**Stated problem:**
Which rows below contain the word "green"? Copy each of those rows in full.

**Material for this exercise:**
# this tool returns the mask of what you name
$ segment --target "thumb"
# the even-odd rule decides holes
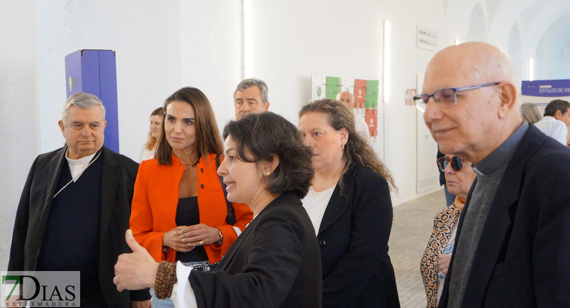
[[[127,230],[125,233],[125,240],[127,241],[127,244],[129,245],[133,252],[146,252],[146,249],[137,243],[135,237],[133,236],[133,232],[131,231],[131,229]]]

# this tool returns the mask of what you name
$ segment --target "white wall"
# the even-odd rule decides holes
[[[35,10],[30,0],[0,9],[0,270],[8,266],[20,193],[39,153]]]
[[[416,75],[435,52],[416,47],[416,24],[438,30],[439,49],[473,37],[508,50],[510,31],[503,36],[484,30],[485,10],[494,7],[482,5],[484,0],[465,9],[457,0],[251,1],[253,75],[269,87],[270,110],[295,124],[310,97],[312,74],[377,79],[381,96],[382,22],[390,21],[384,139],[385,161],[400,188],[394,205],[420,196],[416,128],[424,124],[417,122],[413,106],[405,105],[404,91],[416,88]],[[8,162],[0,167],[0,269],[7,263],[14,213],[34,158],[64,142],[56,122],[66,98],[65,56],[80,49],[116,51],[121,152],[138,160],[150,112],[182,86],[204,92],[221,128],[233,115],[231,95],[242,79],[241,6],[240,0],[0,2],[0,155]],[[523,42],[526,31],[520,31]],[[568,58],[568,44],[557,50]],[[519,58],[526,61],[528,53]],[[435,153],[420,155],[435,159]]]

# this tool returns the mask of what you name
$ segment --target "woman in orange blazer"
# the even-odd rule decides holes
[[[222,141],[210,102],[195,88],[166,98],[156,157],[143,161],[135,183],[130,225],[157,262],[180,261],[211,270],[253,218],[246,204],[227,206],[215,158]],[[222,158],[221,158],[221,160]],[[153,294],[153,307],[173,307]]]

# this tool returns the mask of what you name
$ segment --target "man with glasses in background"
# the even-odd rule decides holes
[[[242,80],[234,91],[235,118],[239,120],[249,113],[265,112],[269,109],[267,85],[257,78]]]
[[[414,99],[441,151],[477,173],[438,306],[570,306],[570,149],[523,121],[506,55],[447,47],[422,93]]]

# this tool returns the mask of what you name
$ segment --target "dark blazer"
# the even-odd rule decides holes
[[[67,147],[38,156],[30,170],[16,212],[8,270],[36,269],[56,185]],[[128,307],[131,299],[150,299],[148,289],[119,292],[113,283],[115,264],[131,252],[125,241],[129,228],[133,186],[139,164],[103,146],[100,226],[99,277],[109,307]],[[72,219],[72,217],[70,217]],[[62,253],[72,253],[62,252]],[[130,294],[129,294],[130,293]]]
[[[462,307],[570,307],[569,184],[570,149],[531,125],[493,199]],[[447,305],[453,261],[439,307]]]
[[[388,182],[352,166],[327,206],[317,239],[324,307],[400,307],[388,256],[393,209]]]
[[[189,280],[198,307],[320,307],[319,247],[301,200],[286,192],[270,202],[215,272]]]

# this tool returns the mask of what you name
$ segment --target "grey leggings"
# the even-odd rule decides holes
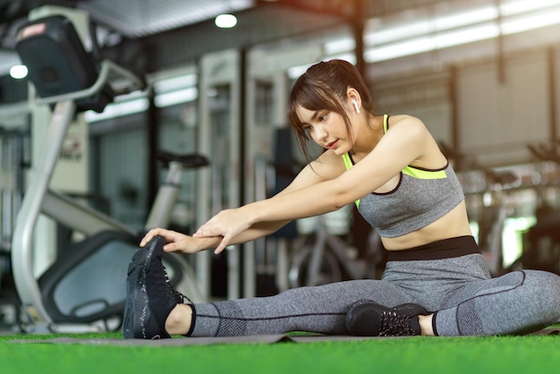
[[[526,334],[560,319],[560,276],[522,270],[491,278],[480,254],[389,261],[381,280],[288,290],[276,296],[194,305],[192,336],[307,331],[347,335],[344,318],[362,299],[394,307],[414,302],[435,312],[437,335]]]

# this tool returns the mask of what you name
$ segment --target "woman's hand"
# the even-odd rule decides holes
[[[196,253],[208,248],[202,245],[201,239],[193,238],[192,236],[164,228],[154,228],[149,230],[140,241],[140,246],[145,246],[154,236],[157,235],[163,236],[165,239],[165,242],[167,242],[167,243],[164,246],[164,251],[166,252],[179,251],[183,253]]]
[[[202,225],[192,236],[195,238],[222,236],[219,245],[214,251],[215,253],[221,252],[229,245],[233,238],[250,228],[254,223],[246,207],[222,210]]]

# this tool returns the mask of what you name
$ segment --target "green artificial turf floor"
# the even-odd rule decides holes
[[[407,337],[174,346],[48,343],[69,336],[0,336],[11,373],[558,373],[560,336]],[[80,335],[92,341],[120,334]],[[22,343],[30,339],[43,343]],[[182,338],[184,339],[184,338]],[[160,341],[165,343],[164,341]]]

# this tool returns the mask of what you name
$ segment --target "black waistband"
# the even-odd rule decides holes
[[[480,253],[471,235],[444,239],[402,251],[387,251],[387,261],[412,261],[417,259],[442,259],[468,254]]]

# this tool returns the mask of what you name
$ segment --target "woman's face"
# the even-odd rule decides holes
[[[319,146],[343,155],[352,149],[350,137],[341,115],[327,109],[296,109],[298,118],[311,139]]]

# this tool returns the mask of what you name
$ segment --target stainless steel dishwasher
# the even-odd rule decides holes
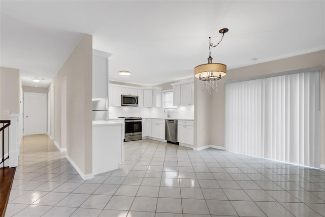
[[[167,142],[178,144],[177,142],[177,120],[166,119],[165,139]]]

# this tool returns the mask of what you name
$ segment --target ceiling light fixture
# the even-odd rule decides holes
[[[32,78],[31,80],[35,82],[39,82],[40,81],[41,81],[41,80],[39,79],[38,78]]]
[[[125,70],[120,71],[118,73],[121,75],[130,75],[131,74],[131,73],[128,71]]]
[[[195,77],[199,78],[201,81],[205,81],[205,88],[210,94],[211,93],[211,89],[214,89],[214,81],[216,81],[216,89],[218,86],[217,81],[220,80],[221,77],[224,76],[227,73],[227,66],[226,65],[222,64],[212,63],[213,58],[211,57],[211,47],[217,46],[223,39],[224,34],[229,30],[229,29],[228,28],[222,28],[219,30],[219,33],[222,34],[222,36],[220,41],[215,45],[213,45],[213,44],[211,42],[211,37],[209,37],[209,57],[208,58],[208,63],[198,66],[194,68]]]

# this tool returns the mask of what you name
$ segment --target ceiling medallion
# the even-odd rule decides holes
[[[205,88],[208,92],[211,94],[211,90],[214,89],[214,84],[216,84],[216,89],[217,91],[218,83],[217,81],[220,80],[221,77],[224,76],[227,73],[227,66],[222,64],[212,63],[211,57],[211,47],[217,46],[223,39],[224,34],[227,33],[229,29],[228,28],[222,28],[219,30],[219,33],[222,34],[221,39],[218,43],[214,45],[211,42],[211,37],[209,37],[209,57],[208,58],[208,63],[198,66],[194,68],[194,74],[195,77],[199,78],[201,81],[205,82]],[[214,82],[215,81],[215,82]]]

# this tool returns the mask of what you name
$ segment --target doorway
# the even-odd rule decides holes
[[[46,134],[46,94],[24,93],[24,135]]]

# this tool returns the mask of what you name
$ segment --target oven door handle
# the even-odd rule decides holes
[[[125,122],[142,122],[142,120],[126,120],[125,119]]]

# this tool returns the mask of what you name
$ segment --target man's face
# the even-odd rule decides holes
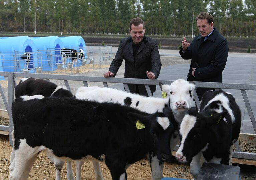
[[[143,29],[143,25],[140,24],[138,26],[135,26],[133,24],[132,25],[130,30],[130,34],[132,36],[134,43],[138,44],[141,43],[143,39],[145,29]]]
[[[208,21],[206,19],[198,19],[197,22],[198,30],[203,37],[205,37],[209,34],[213,29],[213,23],[209,24]]]

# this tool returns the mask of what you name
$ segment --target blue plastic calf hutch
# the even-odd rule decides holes
[[[61,63],[61,49],[64,47],[63,43],[58,36],[31,38],[42,54],[43,71],[56,69],[57,63]]]
[[[82,37],[80,36],[63,36],[59,37],[59,38],[63,42],[65,48],[74,49],[77,51],[78,52],[79,52],[79,49],[82,49],[84,58],[87,59],[85,43]],[[81,62],[79,62],[79,63],[80,63]]]
[[[0,71],[8,72],[20,72],[26,67],[33,69],[38,66],[36,48],[28,36],[0,38],[0,54],[1,55]],[[25,53],[28,55],[28,59],[24,60],[21,56]],[[34,61],[34,60],[35,60]]]

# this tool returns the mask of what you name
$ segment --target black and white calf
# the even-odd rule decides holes
[[[179,125],[181,141],[176,159],[191,162],[190,170],[195,179],[201,158],[207,162],[232,165],[241,122],[241,111],[231,94],[223,90],[206,92],[199,111],[196,107],[190,108]]]
[[[171,85],[161,84],[162,90],[167,93],[166,98],[153,97],[145,97],[137,94],[129,93],[114,89],[98,87],[83,87],[78,88],[76,92],[76,98],[80,99],[94,100],[99,102],[112,102],[128,106],[147,113],[163,112],[165,107],[172,110],[175,120],[181,121],[185,110],[192,105],[193,92],[195,85],[183,80],[178,80]],[[170,90],[174,93],[170,95]],[[180,104],[179,108],[171,105],[173,104]],[[176,117],[175,115],[176,114]],[[183,115],[183,116],[182,116]],[[171,150],[173,150],[179,142],[179,137],[178,132],[178,123],[173,122],[175,131],[171,140]],[[163,163],[160,162],[155,155],[148,154],[153,180],[163,178]]]
[[[65,87],[57,86],[53,83],[33,78],[20,80],[15,88],[16,98],[22,95],[40,94],[44,96],[73,97],[72,93]]]
[[[114,180],[125,179],[125,168],[147,153],[164,161],[172,156],[174,128],[168,108],[149,114],[118,104],[35,95],[16,99],[12,111],[15,157],[10,180],[27,179],[45,150],[65,160],[104,156]]]
[[[15,95],[17,98],[23,95],[33,96],[36,94],[40,94],[44,96],[66,96],[72,97],[73,96],[72,93],[68,90],[66,87],[57,86],[54,83],[45,80],[41,79],[35,79],[32,78],[23,78],[20,80],[19,84],[15,88]],[[13,147],[14,148],[14,147]],[[14,149],[11,156],[10,163],[11,163],[15,158]],[[48,157],[50,159],[52,163],[54,164],[56,169],[56,180],[60,180],[61,171],[64,164],[64,162],[60,161],[58,159],[54,159],[51,153],[47,153]],[[96,171],[99,171],[97,173],[100,176],[98,179],[102,179],[102,175],[100,171],[99,165],[93,162],[94,169]],[[78,165],[80,165],[80,163],[77,163]],[[94,164],[95,165],[94,165]],[[80,167],[78,167],[80,169]],[[78,172],[77,174],[77,180],[79,179],[80,176],[80,172]],[[101,175],[101,176],[100,176]],[[68,180],[73,180],[74,177],[72,172],[70,162],[67,162],[67,178]]]
[[[29,53],[25,52],[20,56],[20,58],[26,60],[26,68],[29,69],[28,65],[30,61],[30,54]]]
[[[74,65],[74,69],[76,70],[76,63],[78,59],[81,59],[84,56],[83,50],[82,49],[79,49],[79,52],[73,49],[63,48],[61,49],[61,55],[62,55],[62,62],[64,65],[64,68],[66,67],[66,63],[67,58],[70,57],[71,58],[71,62],[72,63],[72,68]]]

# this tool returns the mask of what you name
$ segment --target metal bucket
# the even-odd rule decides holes
[[[67,63],[67,69],[71,70],[72,68],[72,63]]]
[[[41,74],[42,70],[41,67],[37,67],[36,68],[36,73]]]
[[[57,69],[58,70],[62,69],[62,64],[60,63],[56,63],[57,65]]]
[[[94,64],[94,59],[91,59],[90,61],[90,64]]]
[[[107,60],[107,58],[106,57],[103,57],[103,61],[106,62]]]
[[[26,70],[25,69],[22,69],[21,70],[21,72],[22,73],[28,73],[29,72],[29,71],[28,70]]]
[[[82,66],[85,66],[86,64],[86,63],[87,62],[87,61],[86,60],[86,59],[85,60],[82,60]]]

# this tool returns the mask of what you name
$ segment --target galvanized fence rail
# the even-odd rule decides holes
[[[148,95],[152,96],[149,85],[159,85],[161,82],[163,84],[170,84],[174,81],[145,80],[128,78],[108,78],[83,76],[73,76],[59,75],[43,74],[36,74],[22,73],[12,73],[0,72],[0,76],[5,77],[7,79],[8,83],[8,98],[7,98],[4,93],[3,88],[0,84],[0,93],[3,98],[6,109],[9,116],[9,126],[0,125],[0,130],[9,132],[10,142],[12,144],[11,136],[10,135],[13,128],[13,119],[11,112],[11,104],[14,100],[14,89],[16,86],[16,78],[29,78],[32,77],[35,78],[45,79],[47,81],[50,80],[63,80],[67,88],[70,90],[69,81],[74,81],[82,82],[84,86],[87,86],[87,82],[101,82],[104,87],[108,87],[108,83],[121,83],[123,84],[125,89],[129,90],[127,84],[140,84],[144,85]],[[205,83],[195,82],[197,87],[210,88],[215,89],[229,89],[239,90],[242,93],[245,106],[247,109],[248,114],[254,130],[256,132],[256,121],[253,114],[252,110],[247,95],[246,90],[255,91],[256,93],[256,85],[247,84],[235,84],[231,83]],[[127,91],[129,91],[129,90]],[[197,95],[195,92],[194,96],[196,103],[198,107],[200,105],[199,101]],[[234,152],[232,157],[235,158],[247,159],[256,160],[256,153],[241,152],[240,147],[238,143],[235,144],[237,151]]]

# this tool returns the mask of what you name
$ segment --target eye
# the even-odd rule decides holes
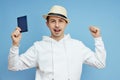
[[[55,20],[50,20],[50,22],[51,22],[51,23],[54,23],[54,22],[55,22]]]

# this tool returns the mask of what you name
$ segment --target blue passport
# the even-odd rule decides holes
[[[27,16],[18,17],[17,18],[17,24],[18,24],[18,27],[21,29],[21,33],[28,31]]]

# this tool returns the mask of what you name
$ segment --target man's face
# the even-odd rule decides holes
[[[58,16],[49,16],[47,26],[51,31],[51,37],[54,39],[61,39],[64,37],[64,30],[67,26],[67,22]]]

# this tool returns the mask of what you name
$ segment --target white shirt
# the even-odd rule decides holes
[[[104,68],[106,51],[102,38],[95,38],[95,52],[81,41],[65,35],[60,41],[44,36],[24,54],[12,46],[8,68],[13,71],[36,67],[36,80],[80,80],[82,64]]]

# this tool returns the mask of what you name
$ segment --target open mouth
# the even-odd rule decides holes
[[[58,33],[58,32],[61,31],[61,29],[54,29],[54,31],[55,31],[56,33]]]

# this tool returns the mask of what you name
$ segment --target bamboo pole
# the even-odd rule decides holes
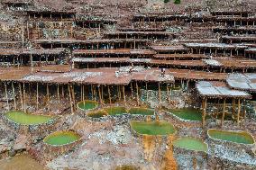
[[[235,117],[235,115],[234,115],[234,112],[235,112],[234,106],[235,106],[235,98],[233,98],[233,100],[232,100],[232,115],[233,115],[233,119]]]
[[[222,127],[224,126],[224,113],[225,113],[225,100],[226,99],[224,99],[224,105],[223,105],[223,116],[222,116]]]
[[[74,109],[73,109],[73,102],[72,102],[72,97],[71,97],[71,89],[70,85],[68,85],[68,90],[69,90],[69,102],[70,102],[70,107],[71,107],[71,113],[74,113]]]
[[[131,82],[131,96],[132,96],[132,99],[133,99],[133,84]]]
[[[85,101],[85,85],[83,85],[83,98],[82,101]]]
[[[238,99],[238,111],[237,111],[237,125],[239,125],[239,119],[240,119],[240,110],[241,110],[241,105],[240,105],[240,98]]]
[[[59,111],[60,110],[60,97],[59,97],[59,85],[57,84],[57,98],[58,98],[58,107]]]
[[[136,95],[137,95],[137,104],[140,105],[140,99],[139,99],[139,86],[138,83],[136,82]]]
[[[65,93],[64,93],[64,85],[61,85],[61,93],[62,93],[62,97],[65,97]]]
[[[20,91],[20,99],[21,99],[22,110],[23,110],[23,90],[22,90],[21,83],[19,83],[19,91]]]
[[[124,85],[123,85],[123,102],[124,102],[124,105],[126,106],[126,99],[125,99],[125,89],[124,89]]]
[[[25,84],[23,83],[23,110],[26,112],[26,91],[25,91]]]
[[[203,100],[203,127],[206,125],[206,106],[207,106],[207,98],[204,98]]]
[[[39,96],[38,96],[38,83],[36,83],[36,110],[38,110]]]
[[[14,109],[17,110],[15,89],[14,89],[14,82],[12,83],[12,87],[13,87],[13,98],[14,98]]]
[[[97,87],[97,90],[98,90],[99,102],[100,103],[102,103],[100,85]]]
[[[73,109],[76,111],[76,96],[73,85],[70,85],[71,87],[71,96],[72,96],[72,103],[73,103]]]
[[[48,111],[50,112],[50,96],[49,96],[49,85],[46,85],[46,95],[47,95],[47,106],[48,106]]]
[[[160,108],[161,108],[161,94],[160,94],[160,85],[159,83],[159,99],[160,99]]]
[[[149,101],[148,82],[146,82],[147,102]]]
[[[80,100],[81,101],[83,101],[83,85],[82,85],[82,84],[81,84],[81,86],[80,86],[81,88],[80,88]]]
[[[94,87],[93,85],[91,85],[91,93],[92,93],[92,100],[94,99]]]
[[[6,102],[7,102],[7,111],[10,111],[6,82],[5,82],[5,97],[6,97]]]
[[[167,94],[168,94],[169,105],[170,105],[170,95],[169,95],[169,87],[168,87],[168,84],[166,84],[166,89],[167,89]]]
[[[109,85],[107,85],[107,92],[108,92],[109,103],[111,103],[111,93],[110,93]]]

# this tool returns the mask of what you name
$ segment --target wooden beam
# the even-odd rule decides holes
[[[225,113],[225,98],[224,99],[224,104],[223,104],[223,116],[222,116],[222,127],[224,126],[224,113]]]

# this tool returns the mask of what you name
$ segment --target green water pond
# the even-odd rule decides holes
[[[133,107],[129,110],[131,114],[141,114],[141,115],[154,115],[154,110],[147,108]]]
[[[57,131],[47,136],[43,141],[49,145],[68,145],[80,139],[80,136],[73,131]]]
[[[78,103],[78,107],[83,111],[95,109],[98,106],[97,102],[95,101],[82,101]]]
[[[199,110],[194,108],[183,109],[165,109],[177,117],[186,121],[202,121],[202,113]]]
[[[180,148],[186,148],[188,150],[195,150],[195,151],[203,151],[207,152],[208,147],[207,144],[203,142],[200,139],[189,138],[189,137],[184,137],[178,139],[173,142],[173,145],[175,147]]]
[[[167,121],[131,121],[131,127],[142,135],[170,135],[176,132],[172,124]]]
[[[235,143],[242,143],[242,144],[253,144],[254,139],[246,131],[229,131],[229,130],[208,130],[208,135],[209,137],[220,139],[220,140],[225,140],[225,141],[231,141]]]
[[[119,115],[119,114],[127,113],[127,111],[125,110],[124,107],[109,107],[105,108],[105,111],[109,115]]]
[[[20,111],[7,112],[5,116],[12,121],[23,125],[42,124],[53,120],[51,116],[29,114]]]
[[[101,118],[104,116],[107,116],[107,112],[104,110],[94,111],[94,112],[88,112],[87,116],[91,118]]]

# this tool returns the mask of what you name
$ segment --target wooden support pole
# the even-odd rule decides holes
[[[91,85],[91,94],[92,94],[92,99],[94,99],[94,87],[93,87],[93,85]]]
[[[70,85],[71,87],[71,96],[72,96],[72,103],[73,103],[73,109],[76,111],[76,96],[75,96],[75,90],[73,85]]]
[[[80,101],[83,101],[83,85],[81,84],[81,86],[80,86]]]
[[[123,95],[124,105],[126,106],[126,98],[125,98],[125,89],[124,89],[124,85],[123,85]]]
[[[14,98],[14,109],[17,110],[15,89],[14,89],[14,82],[12,83],[12,87],[13,87],[13,98]]]
[[[23,83],[23,110],[24,112],[26,112],[26,90],[25,90],[25,84]]]
[[[233,98],[232,100],[232,117],[234,119],[235,115],[235,98]]]
[[[146,82],[147,102],[149,101],[148,82]]]
[[[242,118],[245,119],[245,111],[246,107],[245,107],[245,99],[242,100]]]
[[[85,101],[85,85],[83,85],[83,98],[82,98],[82,101]]]
[[[7,102],[7,111],[10,111],[7,85],[6,85],[6,82],[5,81],[5,97],[6,97],[6,102]]]
[[[38,96],[38,83],[36,83],[36,110],[38,110],[39,96]]]
[[[109,103],[111,103],[111,93],[110,93],[109,85],[107,85],[107,92],[108,92]]]
[[[168,102],[169,102],[169,105],[170,105],[170,93],[168,87],[168,84],[166,84],[166,89],[167,89],[167,96],[168,96]]]
[[[68,85],[68,90],[69,90],[69,95],[71,113],[73,114],[74,113],[74,109],[73,109],[73,102],[72,102],[72,96],[71,96],[71,87],[70,87],[70,85]]]
[[[138,83],[136,82],[136,95],[137,95],[137,104],[140,105],[140,98],[139,98],[139,86]]]
[[[159,83],[159,99],[160,99],[160,108],[161,108],[161,94],[160,94],[160,85]]]
[[[132,99],[133,99],[133,84],[131,82],[131,96],[132,96]]]
[[[98,90],[99,102],[100,102],[100,103],[102,103],[100,85],[97,87],[97,90]]]
[[[207,107],[207,98],[204,98],[202,106],[203,106],[202,121],[203,121],[203,127],[205,127],[206,126],[206,107]]]
[[[224,126],[224,113],[225,113],[225,98],[224,99],[224,105],[223,105],[223,116],[222,116],[222,127]]]
[[[59,97],[59,85],[57,84],[57,98],[58,98],[58,107],[60,110],[60,97]]]
[[[20,91],[20,99],[21,99],[22,110],[23,110],[23,90],[22,90],[22,84],[21,83],[19,83],[19,91]]]
[[[48,111],[50,112],[50,95],[49,95],[49,85],[46,85],[46,95],[47,95],[47,106],[48,106]]]
[[[62,97],[65,98],[64,85],[61,85]]]
[[[238,108],[237,108],[237,125],[239,125],[239,121],[240,121],[240,110],[241,110],[241,105],[240,105],[240,98],[238,99]]]

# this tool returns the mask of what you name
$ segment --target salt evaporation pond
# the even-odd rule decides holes
[[[107,112],[105,110],[94,111],[88,112],[87,116],[91,118],[101,118],[104,116],[107,116]]]
[[[141,115],[154,115],[154,110],[148,108],[133,107],[129,110],[129,113]]]
[[[208,136],[214,139],[231,141],[242,144],[253,144],[254,139],[246,131],[231,131],[220,130],[208,130]]]
[[[78,103],[78,107],[83,111],[95,109],[98,106],[98,103],[95,101],[81,101]]]
[[[57,131],[47,136],[43,141],[52,146],[63,146],[79,140],[81,137],[73,131]]]
[[[105,111],[107,112],[107,114],[113,116],[127,113],[127,111],[125,110],[124,107],[109,107],[105,108]]]
[[[183,137],[176,139],[173,146],[188,150],[207,152],[208,147],[204,141],[198,139]]]
[[[0,160],[1,170],[46,170],[28,155],[16,155],[11,158]]]
[[[170,135],[176,132],[173,125],[167,121],[131,121],[130,124],[142,135]]]
[[[38,125],[53,120],[51,116],[29,114],[20,111],[7,112],[5,116],[8,120],[22,125]]]
[[[187,120],[187,121],[202,121],[202,113],[199,110],[194,108],[183,108],[183,109],[171,109],[168,110],[175,116]]]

**The reply:**
$ segment --target "green artificial turf floor"
$ segment --target green water pond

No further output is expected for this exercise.